>> Begin RECORDS TO USE
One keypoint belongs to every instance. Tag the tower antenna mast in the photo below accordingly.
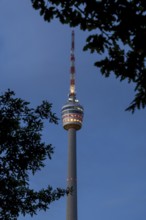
(72, 93)
(72, 117)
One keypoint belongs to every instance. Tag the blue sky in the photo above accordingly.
(111, 147)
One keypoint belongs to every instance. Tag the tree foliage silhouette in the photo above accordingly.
(22, 153)
(117, 32)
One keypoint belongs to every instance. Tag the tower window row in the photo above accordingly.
(71, 120)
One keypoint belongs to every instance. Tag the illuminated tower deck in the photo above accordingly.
(72, 116)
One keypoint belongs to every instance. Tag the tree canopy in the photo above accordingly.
(117, 32)
(22, 152)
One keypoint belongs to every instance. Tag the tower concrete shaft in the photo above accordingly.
(72, 176)
(72, 117)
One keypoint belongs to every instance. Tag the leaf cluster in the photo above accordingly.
(119, 28)
(22, 152)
>> End RECORDS TO USE
INSTRUCTIONS FOR THE TASK:
Repeat all of the data above word for word, minus the pictures.

ANSWER TO THE EXERCISE:
One keypoint belongs to every instance. Tag the tower antenna mast in the photo below accordingly.
(72, 93)
(72, 117)
One keypoint belongs to every instance. Tag the blue sky in the photo above accordingly.
(111, 147)
One keypoint belongs to every instance. Tag the tree foliage silhouette in the photo above accordingly.
(22, 153)
(117, 32)
One keypoint belongs to every instance. Tag the tower window row in the photo above accordingly.
(71, 120)
One keypoint belongs to every instance. Tag the illuminated tower deck in the photo above accordingly.
(72, 116)
One keypoint belongs to every instance. Tag the tree canopy in the photo above accordingly.
(117, 32)
(22, 152)
One keypoint belongs to every instance. Tag the tower concrete shaft in the photo above accordingly.
(72, 176)
(72, 117)
One keypoint belongs to every instance. Tag the leaf cluster in the photo above accordingly.
(119, 28)
(22, 152)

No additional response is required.